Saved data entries

++++

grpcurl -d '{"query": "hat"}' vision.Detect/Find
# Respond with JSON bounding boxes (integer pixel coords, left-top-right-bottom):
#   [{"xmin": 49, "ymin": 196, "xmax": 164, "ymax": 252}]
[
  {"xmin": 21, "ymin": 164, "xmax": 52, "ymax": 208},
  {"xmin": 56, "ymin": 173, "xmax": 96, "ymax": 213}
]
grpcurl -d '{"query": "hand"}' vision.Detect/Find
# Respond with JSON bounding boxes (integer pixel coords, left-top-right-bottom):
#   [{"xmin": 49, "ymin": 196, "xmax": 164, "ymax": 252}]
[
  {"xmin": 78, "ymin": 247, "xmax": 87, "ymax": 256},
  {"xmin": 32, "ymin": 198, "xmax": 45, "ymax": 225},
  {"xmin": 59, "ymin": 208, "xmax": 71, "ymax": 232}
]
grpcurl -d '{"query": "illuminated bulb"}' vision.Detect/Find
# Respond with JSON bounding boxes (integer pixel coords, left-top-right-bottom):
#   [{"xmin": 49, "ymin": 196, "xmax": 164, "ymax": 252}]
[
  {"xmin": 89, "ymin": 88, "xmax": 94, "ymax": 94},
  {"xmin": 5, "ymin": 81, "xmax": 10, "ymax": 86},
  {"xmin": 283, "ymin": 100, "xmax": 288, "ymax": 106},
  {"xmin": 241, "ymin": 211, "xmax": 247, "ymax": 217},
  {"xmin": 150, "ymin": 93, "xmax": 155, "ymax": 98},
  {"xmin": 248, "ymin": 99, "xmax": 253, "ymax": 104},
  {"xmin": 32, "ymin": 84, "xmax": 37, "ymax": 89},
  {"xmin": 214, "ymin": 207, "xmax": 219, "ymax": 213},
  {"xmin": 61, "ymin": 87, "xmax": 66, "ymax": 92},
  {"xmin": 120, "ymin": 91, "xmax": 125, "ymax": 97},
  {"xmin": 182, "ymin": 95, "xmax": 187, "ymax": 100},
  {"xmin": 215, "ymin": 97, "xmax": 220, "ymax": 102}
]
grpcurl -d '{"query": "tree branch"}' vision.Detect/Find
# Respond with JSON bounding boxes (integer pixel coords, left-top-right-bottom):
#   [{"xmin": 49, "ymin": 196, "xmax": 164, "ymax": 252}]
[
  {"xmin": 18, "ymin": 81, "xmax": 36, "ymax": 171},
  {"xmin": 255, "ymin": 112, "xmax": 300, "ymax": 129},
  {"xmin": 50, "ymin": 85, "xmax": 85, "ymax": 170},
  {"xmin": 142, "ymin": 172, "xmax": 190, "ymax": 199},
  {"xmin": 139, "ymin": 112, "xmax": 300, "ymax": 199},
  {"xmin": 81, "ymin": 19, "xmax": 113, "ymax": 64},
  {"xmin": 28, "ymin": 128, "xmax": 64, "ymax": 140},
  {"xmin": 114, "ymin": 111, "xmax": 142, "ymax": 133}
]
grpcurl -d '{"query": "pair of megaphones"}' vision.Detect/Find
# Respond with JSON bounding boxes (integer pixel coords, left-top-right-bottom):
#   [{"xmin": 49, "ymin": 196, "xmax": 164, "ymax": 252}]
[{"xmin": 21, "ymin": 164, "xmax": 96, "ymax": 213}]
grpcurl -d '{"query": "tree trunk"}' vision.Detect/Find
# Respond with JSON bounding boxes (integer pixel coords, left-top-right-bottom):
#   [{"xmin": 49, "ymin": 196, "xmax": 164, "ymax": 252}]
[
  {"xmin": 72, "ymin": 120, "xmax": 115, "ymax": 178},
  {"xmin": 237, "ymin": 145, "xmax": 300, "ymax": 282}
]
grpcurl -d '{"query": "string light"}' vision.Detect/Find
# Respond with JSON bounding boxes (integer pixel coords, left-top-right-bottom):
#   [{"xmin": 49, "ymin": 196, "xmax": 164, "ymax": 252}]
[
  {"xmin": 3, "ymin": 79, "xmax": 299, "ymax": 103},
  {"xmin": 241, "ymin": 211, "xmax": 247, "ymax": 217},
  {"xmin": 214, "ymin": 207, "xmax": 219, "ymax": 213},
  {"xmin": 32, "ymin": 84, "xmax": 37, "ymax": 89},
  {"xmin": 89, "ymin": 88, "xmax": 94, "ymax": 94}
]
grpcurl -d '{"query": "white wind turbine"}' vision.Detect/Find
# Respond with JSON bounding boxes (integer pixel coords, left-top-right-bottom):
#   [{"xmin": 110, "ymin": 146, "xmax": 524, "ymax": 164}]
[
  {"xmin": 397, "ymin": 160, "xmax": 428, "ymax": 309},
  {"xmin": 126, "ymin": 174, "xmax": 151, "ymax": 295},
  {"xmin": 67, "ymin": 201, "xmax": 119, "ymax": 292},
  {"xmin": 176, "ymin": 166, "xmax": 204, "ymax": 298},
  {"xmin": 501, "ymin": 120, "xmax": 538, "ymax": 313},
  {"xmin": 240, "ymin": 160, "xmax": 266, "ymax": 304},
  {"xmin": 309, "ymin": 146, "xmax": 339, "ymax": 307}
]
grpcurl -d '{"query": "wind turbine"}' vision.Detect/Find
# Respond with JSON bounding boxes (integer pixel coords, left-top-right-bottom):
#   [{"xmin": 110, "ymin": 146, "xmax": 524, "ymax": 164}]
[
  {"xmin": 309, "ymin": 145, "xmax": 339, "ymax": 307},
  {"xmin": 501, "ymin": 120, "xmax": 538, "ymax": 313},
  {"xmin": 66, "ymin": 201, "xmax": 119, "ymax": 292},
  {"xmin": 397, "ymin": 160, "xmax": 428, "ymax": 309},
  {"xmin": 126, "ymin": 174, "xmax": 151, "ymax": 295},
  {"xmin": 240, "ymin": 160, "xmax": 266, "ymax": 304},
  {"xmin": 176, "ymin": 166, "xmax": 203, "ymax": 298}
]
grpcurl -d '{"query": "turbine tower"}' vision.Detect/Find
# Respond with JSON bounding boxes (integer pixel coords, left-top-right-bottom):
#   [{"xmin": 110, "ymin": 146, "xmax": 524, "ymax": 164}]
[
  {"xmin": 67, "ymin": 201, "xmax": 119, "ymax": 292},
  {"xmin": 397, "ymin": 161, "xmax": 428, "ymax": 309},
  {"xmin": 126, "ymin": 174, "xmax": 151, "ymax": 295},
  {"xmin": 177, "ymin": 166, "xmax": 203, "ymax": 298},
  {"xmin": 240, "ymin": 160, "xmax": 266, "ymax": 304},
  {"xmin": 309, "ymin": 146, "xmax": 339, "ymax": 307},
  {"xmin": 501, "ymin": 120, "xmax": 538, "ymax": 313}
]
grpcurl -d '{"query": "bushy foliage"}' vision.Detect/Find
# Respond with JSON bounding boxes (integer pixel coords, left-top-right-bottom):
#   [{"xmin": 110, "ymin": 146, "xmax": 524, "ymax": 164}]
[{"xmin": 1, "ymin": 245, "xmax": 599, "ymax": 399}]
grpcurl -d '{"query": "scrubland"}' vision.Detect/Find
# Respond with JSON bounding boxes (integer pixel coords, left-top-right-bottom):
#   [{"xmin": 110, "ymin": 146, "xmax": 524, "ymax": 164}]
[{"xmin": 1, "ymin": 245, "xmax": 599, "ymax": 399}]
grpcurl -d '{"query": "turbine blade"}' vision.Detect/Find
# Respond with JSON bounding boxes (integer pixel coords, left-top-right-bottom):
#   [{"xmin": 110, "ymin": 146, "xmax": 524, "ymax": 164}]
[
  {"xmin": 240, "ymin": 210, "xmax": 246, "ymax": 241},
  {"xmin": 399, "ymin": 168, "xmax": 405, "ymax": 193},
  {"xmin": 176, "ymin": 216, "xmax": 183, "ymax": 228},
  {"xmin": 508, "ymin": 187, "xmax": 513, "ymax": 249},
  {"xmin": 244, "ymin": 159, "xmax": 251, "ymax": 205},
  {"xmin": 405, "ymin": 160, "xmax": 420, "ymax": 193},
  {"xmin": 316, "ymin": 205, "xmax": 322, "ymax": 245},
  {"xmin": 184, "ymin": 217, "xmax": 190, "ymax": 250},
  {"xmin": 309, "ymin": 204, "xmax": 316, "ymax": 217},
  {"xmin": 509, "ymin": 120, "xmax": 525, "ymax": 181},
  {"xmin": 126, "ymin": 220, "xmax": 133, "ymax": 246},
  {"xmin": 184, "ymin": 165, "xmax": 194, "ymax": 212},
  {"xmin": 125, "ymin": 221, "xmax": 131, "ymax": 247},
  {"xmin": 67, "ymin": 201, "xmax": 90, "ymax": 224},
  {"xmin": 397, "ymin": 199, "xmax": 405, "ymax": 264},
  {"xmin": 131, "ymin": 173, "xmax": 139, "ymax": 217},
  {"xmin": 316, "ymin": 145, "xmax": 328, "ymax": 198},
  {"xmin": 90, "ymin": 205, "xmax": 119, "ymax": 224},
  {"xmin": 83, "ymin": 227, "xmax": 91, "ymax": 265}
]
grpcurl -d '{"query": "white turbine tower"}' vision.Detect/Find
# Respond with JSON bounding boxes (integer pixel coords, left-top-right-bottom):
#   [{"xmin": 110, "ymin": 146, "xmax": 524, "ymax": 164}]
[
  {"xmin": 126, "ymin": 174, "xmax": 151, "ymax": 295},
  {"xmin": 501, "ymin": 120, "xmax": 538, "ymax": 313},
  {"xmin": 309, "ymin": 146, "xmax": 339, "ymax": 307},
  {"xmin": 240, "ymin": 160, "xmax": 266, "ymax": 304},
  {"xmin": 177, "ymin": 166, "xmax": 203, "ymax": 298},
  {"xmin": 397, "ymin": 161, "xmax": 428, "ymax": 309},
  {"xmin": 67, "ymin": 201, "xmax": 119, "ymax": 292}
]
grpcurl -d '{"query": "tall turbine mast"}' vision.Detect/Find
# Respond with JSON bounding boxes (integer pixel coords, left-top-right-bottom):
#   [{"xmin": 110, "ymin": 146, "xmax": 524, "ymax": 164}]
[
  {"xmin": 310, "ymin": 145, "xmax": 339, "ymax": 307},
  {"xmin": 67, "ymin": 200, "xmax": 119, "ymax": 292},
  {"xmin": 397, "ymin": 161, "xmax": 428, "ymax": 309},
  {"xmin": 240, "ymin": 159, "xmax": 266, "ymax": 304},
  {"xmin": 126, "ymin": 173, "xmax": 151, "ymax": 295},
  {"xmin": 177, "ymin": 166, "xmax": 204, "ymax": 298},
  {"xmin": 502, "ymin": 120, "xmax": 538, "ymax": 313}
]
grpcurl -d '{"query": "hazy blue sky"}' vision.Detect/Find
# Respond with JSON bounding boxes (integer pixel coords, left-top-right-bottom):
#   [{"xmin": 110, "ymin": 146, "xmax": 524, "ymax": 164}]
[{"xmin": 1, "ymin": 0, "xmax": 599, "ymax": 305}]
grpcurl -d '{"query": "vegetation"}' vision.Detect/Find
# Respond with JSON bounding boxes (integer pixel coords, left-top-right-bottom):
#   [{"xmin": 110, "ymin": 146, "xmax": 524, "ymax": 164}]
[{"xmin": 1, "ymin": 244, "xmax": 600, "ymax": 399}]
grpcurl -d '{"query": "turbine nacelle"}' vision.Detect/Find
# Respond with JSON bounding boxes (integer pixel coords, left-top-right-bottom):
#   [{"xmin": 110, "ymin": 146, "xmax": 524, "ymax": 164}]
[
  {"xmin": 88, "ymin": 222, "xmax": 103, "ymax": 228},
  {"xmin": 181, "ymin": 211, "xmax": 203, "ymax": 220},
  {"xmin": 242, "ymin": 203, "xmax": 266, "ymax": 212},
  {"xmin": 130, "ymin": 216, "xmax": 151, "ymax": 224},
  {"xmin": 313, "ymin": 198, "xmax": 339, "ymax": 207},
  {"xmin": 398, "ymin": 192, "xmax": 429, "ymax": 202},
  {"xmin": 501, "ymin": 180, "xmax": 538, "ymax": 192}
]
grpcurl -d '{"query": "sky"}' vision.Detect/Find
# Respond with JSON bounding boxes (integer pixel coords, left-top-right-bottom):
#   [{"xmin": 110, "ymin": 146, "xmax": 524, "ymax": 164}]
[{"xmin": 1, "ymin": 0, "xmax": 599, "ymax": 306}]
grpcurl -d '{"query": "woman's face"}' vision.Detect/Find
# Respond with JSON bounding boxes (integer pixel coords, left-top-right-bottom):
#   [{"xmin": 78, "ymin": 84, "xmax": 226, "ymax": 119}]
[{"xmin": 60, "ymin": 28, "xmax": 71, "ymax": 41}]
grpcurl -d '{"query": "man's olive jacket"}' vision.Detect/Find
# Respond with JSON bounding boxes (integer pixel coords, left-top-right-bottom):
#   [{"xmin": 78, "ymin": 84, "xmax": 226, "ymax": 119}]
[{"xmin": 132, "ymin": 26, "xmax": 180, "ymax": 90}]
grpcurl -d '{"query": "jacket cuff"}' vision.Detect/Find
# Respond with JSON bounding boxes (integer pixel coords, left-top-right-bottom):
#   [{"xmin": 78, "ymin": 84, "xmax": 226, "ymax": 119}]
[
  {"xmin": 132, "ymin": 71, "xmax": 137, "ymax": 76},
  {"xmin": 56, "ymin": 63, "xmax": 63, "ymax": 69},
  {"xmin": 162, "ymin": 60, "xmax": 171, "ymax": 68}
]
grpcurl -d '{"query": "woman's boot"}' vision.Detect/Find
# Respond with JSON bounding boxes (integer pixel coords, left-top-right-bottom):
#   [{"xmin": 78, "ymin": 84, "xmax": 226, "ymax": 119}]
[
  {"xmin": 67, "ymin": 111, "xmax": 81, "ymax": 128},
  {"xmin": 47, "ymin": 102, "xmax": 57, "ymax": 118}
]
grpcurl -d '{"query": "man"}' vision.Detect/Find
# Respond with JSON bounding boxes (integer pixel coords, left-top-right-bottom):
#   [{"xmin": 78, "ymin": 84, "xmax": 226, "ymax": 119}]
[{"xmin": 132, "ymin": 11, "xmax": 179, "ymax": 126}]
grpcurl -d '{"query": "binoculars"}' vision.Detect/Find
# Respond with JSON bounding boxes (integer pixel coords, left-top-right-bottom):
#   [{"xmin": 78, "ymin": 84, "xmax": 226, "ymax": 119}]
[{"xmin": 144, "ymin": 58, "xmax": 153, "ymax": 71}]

++++

* _ACTIVITY_
Filter the records down to the lines containing the word "turbine", and copy those.

* _THE COMPLETED TASK_
grpcurl -d '{"query": "white wind turbine"}' vision.Detect/Find
grpcurl -d '{"query": "wind turbine"}' vision.Detect/Find
grpcurl -d '{"query": "turbine tower"}' vision.Detect/Find
grpcurl -d '{"query": "turbine blade"}' vision.Detect/Find
grpcurl -d '{"query": "white turbine tower"}' vision.Detect/Find
grpcurl -d '{"query": "tall turbine mast"}' vision.Detect/Find
grpcurl -d '{"query": "turbine nacelle"}' vision.Detect/Find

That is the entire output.